## EXTRACT PROVIDED
━━━━━━━━
Sunday, December 11, 2016

Harsh Experiences in the Workplace

Harsh Experiences in the Workplace
By Anne Percy
The Challenge of Returning to Work After a Setback

I am bipolar. This seems to threaten some people. In reality I am one of the gentlest, kindest-hearted people you could ever meet, someone who has never harmed anyone. I have had a variety of diagnoses in the past, including OCD, severe depression and schizoaffective disorder, until I was diagnosed as bipolar I.

I have tried a litany of psychiatric medications to manage my symptoms, some with terrible side-effects and others which worsened my symptoms. Stable on my current meds the majority of the time, I realize they are not a cure, nor am I symptom-free. I attend weekly group therapy, which helps, but individual therapy would help more. Unfortunately, right now, it is beyond my financial means.

I am currently unemployed, due to the effects of bipolar. A vocational rehabilitation counselor has been assisting in my search for a suitable job since April 2013, when I lost a job as a health insurance claims processor, which I held for seven months. My firing was due to a lack of concentration and attention to detail, resulting in too many financial errors when paying claims. I believe more accommodation could have been made on my behalf, since I had just completed six months of training when I was let go.

Prior to that job, I had been unemployed for nearly two years following my resignation from a previous position I held for nearly 11 years. The reason? A hostile work environment created by malicious coworkers. They were aware that I had mental health issues, and, in an effort to get me fired, were trying to cause a mental breakdown. Even though I had done nothing, they became convinced that I was a danger to them because of my mental illness. Eventually, the environment became so toxic, with my employer unwilling to intervene, that I had no choice but to resign and remove myself.

What was said to me would have been considered slander and harassment, but because of my mental illness, it was tolerated and apparently acceptable. Ironically, my employer at the time was a health insurance company that boasted the best health interests of its clients and claimed to promote diversity in the workplace. Apparently, that didn’t apply to those of us who suffer from mental illness. It took months before I could put the experience behind me. It still makes me question what kind of environment I will find at a new workplace. I did what was best for me mentally and emotionally, but at the expense of my finances and employment. In terms of finding work with the financial and other benefits of the job I left, I have never recovered.
━━━━━━━━
From the essay on harsh experiences in the workplace, extract the passage between "Prior to that" and "and remove myself.", inclusive, copying it word for word.

## DATA BLOCK
━━━━━━━━
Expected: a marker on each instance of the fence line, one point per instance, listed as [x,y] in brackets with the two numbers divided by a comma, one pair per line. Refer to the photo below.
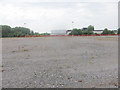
━━━━━━━━
## WRITTEN RESPONSE
Prior to that job, I had been unemployed for nearly two years following my resignation from a previous position I held for nearly 11 years. The reason? A hostile work environment created by malicious coworkers. They were aware that I had mental health issues, and, in an effort to get me fired, were trying to cause a mental breakdown. Even though I had done nothing, they became convinced that I was a danger to them because of my mental illness. Eventually, the environment became so toxic, with my employer unwilling to intervene, that I had no choice but to resign and remove myself.